[Data excerpts start]

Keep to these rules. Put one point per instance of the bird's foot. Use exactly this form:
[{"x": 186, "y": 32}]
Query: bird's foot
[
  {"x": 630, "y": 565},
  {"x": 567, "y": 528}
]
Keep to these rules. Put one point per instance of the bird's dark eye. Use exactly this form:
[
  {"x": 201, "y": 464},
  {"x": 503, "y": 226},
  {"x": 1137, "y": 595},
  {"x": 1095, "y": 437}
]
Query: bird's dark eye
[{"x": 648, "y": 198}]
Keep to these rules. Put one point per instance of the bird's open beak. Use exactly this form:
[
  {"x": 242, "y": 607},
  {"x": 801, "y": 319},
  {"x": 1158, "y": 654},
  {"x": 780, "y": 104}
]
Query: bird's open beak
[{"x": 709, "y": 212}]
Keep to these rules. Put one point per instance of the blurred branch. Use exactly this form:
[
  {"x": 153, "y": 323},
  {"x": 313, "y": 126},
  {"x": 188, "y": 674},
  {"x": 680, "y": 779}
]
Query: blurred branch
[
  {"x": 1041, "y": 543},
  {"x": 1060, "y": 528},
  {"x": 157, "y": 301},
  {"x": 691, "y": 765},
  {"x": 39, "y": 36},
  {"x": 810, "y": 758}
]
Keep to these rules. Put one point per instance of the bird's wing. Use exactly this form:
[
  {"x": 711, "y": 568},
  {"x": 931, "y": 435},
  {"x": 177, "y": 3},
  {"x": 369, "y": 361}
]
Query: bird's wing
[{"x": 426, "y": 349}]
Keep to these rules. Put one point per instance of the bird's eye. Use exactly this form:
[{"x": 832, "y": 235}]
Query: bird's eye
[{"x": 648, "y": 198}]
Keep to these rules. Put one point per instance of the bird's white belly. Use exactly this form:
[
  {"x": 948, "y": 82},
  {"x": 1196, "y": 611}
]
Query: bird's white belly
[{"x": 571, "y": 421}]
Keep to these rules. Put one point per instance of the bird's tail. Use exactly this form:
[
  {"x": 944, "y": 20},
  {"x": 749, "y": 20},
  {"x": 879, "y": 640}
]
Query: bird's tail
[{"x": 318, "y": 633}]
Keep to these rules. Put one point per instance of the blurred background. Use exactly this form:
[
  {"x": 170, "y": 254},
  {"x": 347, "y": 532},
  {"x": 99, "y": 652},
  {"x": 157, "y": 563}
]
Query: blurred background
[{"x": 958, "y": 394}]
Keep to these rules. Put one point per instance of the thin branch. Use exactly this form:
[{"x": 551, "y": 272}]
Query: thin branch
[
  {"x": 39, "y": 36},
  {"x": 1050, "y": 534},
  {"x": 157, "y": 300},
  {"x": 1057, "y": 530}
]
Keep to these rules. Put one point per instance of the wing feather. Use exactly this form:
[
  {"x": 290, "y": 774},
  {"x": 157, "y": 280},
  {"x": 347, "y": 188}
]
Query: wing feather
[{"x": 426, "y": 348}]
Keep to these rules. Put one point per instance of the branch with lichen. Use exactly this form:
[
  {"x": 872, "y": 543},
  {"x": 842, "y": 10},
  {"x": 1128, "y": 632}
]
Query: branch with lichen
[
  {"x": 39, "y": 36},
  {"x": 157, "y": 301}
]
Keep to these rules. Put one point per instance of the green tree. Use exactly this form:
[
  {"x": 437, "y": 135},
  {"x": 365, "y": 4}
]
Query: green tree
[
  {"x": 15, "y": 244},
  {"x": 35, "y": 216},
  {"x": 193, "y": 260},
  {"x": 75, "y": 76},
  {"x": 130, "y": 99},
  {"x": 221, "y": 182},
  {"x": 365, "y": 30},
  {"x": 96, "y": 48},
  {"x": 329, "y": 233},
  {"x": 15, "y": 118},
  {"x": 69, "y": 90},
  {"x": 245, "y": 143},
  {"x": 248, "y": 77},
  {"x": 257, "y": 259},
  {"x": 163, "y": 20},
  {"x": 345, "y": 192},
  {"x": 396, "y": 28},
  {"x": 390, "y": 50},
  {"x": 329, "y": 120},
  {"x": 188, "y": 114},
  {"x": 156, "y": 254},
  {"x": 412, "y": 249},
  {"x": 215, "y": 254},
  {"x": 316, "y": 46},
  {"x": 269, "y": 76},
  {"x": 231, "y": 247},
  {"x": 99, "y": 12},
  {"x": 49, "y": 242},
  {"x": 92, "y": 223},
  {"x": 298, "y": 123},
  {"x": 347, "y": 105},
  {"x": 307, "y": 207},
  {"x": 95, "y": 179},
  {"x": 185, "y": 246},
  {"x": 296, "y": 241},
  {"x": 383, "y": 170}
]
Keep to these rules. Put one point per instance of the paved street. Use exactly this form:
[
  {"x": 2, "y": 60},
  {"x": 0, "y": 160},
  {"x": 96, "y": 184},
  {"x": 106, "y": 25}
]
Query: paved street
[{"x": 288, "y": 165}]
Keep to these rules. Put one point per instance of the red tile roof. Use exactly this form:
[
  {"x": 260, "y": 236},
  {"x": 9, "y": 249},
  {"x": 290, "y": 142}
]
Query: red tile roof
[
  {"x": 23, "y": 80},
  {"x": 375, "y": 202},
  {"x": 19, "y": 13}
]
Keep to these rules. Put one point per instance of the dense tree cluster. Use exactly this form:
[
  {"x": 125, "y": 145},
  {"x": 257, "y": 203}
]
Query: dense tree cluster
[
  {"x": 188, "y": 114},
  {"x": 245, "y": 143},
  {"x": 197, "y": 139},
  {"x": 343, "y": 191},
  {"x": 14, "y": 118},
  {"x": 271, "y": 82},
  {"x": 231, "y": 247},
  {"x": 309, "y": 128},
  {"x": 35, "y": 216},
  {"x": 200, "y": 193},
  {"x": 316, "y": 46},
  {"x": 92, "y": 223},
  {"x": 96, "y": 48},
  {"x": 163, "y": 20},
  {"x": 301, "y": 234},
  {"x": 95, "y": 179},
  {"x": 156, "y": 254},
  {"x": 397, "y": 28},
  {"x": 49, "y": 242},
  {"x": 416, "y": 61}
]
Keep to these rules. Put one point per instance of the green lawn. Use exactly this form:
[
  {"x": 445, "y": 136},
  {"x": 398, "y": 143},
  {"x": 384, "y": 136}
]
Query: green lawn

[Data excerpts end]
[Data excerpts start]

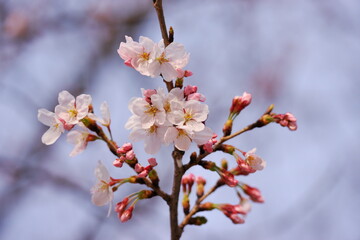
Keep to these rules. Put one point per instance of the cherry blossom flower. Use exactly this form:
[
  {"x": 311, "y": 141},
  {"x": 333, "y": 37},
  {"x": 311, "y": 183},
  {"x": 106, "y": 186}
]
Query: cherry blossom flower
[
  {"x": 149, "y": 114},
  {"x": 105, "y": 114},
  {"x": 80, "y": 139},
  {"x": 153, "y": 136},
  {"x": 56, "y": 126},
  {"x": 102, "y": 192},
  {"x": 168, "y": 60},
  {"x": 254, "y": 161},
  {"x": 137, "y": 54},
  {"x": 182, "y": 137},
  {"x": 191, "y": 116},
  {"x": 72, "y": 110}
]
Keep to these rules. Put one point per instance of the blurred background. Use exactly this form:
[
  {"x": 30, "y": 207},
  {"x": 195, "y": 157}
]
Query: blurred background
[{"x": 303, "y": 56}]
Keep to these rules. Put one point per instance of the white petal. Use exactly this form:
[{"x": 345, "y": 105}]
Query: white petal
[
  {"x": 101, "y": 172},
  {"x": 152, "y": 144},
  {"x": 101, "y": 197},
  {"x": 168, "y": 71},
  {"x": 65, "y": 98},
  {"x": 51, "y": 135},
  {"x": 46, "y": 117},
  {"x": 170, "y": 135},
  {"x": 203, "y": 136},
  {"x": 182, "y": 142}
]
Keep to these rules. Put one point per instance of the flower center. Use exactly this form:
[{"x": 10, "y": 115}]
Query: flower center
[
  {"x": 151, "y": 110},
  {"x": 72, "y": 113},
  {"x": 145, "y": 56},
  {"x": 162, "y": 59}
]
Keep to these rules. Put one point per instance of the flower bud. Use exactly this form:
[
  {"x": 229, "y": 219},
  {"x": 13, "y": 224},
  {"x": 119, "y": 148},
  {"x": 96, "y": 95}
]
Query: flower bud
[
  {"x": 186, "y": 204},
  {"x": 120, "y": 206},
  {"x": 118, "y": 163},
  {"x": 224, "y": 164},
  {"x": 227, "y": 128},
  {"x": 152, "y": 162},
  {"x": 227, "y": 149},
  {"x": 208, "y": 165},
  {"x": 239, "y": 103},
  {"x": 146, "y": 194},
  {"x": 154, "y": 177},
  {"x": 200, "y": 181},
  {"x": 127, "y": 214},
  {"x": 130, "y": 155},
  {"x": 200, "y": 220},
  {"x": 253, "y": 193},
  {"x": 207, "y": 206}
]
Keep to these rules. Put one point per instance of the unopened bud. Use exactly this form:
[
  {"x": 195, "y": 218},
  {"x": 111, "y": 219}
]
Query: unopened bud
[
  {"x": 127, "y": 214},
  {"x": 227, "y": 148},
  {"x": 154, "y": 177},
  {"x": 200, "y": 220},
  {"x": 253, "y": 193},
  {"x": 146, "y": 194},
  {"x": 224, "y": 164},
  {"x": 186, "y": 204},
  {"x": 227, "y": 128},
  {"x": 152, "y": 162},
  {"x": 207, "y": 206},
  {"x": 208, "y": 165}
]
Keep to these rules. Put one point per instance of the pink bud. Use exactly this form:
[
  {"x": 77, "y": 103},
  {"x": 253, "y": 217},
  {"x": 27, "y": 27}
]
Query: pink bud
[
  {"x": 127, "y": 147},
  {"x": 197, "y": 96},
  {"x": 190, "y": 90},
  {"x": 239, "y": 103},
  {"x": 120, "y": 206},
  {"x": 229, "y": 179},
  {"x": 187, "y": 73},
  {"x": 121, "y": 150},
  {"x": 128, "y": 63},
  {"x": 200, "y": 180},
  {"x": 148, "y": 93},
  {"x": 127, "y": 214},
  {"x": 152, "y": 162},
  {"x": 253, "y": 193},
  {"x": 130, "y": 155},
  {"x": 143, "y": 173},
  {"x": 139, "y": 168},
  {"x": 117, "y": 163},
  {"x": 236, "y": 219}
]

[Data excerpts end]
[Data excerpts start]

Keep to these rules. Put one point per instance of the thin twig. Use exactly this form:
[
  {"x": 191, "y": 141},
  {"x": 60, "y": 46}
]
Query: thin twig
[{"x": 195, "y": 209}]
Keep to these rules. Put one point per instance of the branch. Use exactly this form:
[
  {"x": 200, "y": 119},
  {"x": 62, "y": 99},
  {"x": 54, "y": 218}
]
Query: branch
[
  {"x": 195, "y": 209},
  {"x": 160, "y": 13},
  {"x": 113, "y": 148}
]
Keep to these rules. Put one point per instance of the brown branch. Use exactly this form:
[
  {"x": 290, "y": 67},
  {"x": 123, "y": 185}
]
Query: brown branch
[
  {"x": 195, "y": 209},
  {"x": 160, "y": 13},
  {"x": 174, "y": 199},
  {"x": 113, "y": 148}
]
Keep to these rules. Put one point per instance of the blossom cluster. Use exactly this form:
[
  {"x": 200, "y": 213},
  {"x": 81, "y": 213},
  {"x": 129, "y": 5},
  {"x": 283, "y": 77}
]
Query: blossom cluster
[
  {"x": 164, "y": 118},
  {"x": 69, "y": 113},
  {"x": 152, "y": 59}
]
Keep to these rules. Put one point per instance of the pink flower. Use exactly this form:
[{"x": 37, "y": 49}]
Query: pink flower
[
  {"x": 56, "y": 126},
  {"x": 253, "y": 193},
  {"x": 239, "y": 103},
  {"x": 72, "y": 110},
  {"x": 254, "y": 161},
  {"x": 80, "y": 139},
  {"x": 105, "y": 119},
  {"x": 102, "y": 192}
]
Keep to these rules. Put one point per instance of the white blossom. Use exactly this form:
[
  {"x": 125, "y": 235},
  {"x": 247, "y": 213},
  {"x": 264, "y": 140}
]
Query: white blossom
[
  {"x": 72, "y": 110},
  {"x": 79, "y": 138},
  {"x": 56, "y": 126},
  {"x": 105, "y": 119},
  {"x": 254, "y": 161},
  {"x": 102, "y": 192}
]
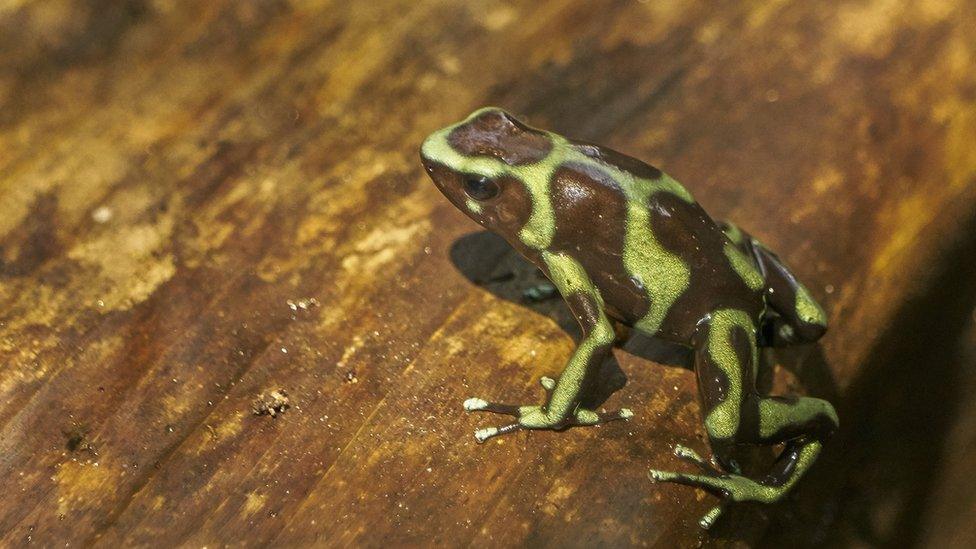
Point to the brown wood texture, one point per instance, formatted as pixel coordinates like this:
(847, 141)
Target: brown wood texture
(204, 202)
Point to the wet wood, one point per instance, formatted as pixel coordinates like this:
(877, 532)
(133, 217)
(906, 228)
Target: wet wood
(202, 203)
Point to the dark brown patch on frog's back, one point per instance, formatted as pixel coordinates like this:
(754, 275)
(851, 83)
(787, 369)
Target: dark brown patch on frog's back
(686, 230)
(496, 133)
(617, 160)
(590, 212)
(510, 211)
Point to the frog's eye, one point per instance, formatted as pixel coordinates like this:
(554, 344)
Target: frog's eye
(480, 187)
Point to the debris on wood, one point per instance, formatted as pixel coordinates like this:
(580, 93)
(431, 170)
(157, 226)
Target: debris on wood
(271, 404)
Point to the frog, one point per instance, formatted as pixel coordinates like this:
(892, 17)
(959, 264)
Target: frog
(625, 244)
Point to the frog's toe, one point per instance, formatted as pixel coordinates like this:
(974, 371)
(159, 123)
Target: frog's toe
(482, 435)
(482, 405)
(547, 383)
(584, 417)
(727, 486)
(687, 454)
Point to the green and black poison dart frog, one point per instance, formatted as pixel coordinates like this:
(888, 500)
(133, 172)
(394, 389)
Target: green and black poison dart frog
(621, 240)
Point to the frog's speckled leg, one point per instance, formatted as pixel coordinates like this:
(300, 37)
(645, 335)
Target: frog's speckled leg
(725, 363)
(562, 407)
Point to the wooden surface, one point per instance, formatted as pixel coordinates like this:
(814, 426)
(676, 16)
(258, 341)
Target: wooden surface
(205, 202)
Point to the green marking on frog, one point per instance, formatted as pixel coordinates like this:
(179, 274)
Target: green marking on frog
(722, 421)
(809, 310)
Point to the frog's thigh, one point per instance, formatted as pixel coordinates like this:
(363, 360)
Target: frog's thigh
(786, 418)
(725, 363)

[Data excerpts end]

### Stated goal
Return every line of the records above that contains the word "dart". Case counts.

### Solution for this task
Point to the green and black poison dart frog, one point per instance, formatted as pixel coordinates like this:
Target: green and black poison dart frog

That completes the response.